(Data entries)
★ ★ ★ ★

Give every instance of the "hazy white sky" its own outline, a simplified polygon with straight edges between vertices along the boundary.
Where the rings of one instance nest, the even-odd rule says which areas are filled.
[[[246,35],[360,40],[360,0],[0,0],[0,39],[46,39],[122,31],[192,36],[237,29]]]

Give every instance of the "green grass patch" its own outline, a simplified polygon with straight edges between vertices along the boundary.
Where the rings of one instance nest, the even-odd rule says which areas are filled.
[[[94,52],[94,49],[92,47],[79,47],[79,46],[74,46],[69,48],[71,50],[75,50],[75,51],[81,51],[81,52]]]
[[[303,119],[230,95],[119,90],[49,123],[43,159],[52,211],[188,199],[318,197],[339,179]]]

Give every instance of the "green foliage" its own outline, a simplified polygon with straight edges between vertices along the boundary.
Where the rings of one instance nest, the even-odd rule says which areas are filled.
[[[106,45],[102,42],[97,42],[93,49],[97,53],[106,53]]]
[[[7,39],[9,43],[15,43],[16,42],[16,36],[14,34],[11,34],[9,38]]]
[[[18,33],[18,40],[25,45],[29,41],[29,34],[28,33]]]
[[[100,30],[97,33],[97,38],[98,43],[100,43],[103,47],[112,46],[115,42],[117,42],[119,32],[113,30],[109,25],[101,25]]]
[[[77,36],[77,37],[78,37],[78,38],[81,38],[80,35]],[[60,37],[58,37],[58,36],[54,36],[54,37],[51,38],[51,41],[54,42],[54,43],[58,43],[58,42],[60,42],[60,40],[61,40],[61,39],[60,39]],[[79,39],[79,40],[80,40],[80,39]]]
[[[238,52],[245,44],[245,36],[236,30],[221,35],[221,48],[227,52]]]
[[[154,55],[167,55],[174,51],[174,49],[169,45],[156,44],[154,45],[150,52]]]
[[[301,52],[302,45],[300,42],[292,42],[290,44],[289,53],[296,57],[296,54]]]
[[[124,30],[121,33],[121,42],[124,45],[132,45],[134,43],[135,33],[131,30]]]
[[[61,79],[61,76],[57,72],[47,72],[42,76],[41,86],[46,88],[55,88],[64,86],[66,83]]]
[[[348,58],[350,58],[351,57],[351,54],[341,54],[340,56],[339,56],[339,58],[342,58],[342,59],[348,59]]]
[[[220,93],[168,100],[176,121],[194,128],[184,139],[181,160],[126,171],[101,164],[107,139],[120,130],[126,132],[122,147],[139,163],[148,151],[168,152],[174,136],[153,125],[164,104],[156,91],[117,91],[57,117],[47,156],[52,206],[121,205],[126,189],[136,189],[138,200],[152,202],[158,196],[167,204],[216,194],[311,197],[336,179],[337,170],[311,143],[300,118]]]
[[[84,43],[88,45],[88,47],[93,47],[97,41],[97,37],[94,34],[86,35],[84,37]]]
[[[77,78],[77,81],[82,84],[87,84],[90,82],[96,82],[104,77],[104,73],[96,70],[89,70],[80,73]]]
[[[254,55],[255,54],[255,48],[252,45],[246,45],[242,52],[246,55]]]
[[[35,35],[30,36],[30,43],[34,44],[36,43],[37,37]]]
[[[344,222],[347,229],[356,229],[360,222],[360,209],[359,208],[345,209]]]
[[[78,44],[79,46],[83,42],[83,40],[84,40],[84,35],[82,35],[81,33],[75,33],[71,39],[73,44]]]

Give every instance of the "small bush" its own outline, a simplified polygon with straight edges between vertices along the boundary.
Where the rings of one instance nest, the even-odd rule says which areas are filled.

★ ★ ★ ★

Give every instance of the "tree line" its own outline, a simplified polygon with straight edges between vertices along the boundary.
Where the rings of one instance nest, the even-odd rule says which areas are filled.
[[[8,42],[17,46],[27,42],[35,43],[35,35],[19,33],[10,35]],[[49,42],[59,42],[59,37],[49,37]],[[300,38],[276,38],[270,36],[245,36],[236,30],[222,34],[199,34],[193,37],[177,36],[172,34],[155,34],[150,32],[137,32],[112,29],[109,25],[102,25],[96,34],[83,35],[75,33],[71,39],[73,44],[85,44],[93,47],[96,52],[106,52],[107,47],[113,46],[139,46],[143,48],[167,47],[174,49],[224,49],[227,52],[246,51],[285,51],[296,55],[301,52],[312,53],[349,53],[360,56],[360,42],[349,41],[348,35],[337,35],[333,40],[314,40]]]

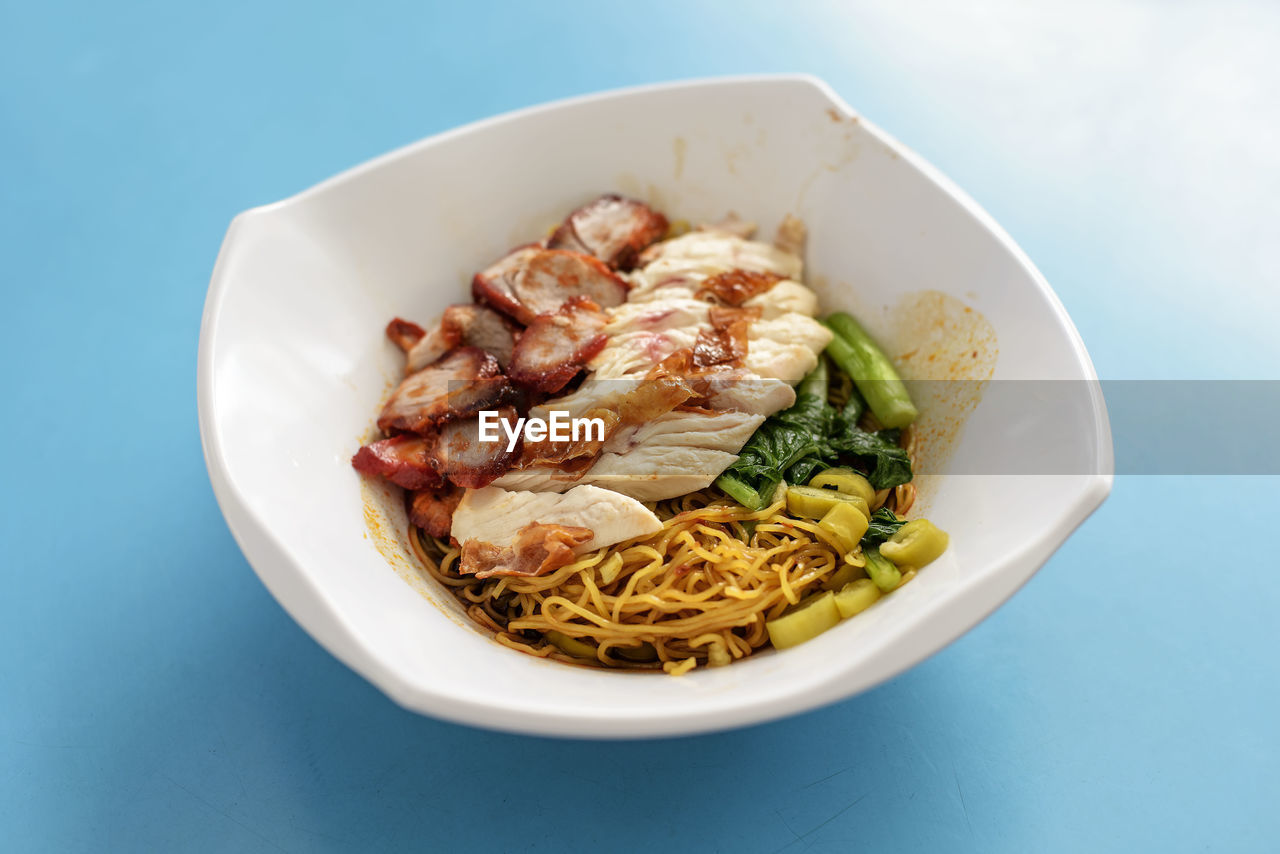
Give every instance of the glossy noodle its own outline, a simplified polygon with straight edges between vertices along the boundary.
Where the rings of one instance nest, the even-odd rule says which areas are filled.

★ ★ ★ ★

WORK TO BE COMPLETED:
Only the number is wanted: how many lines above include the word "simplified"?

RESULT:
6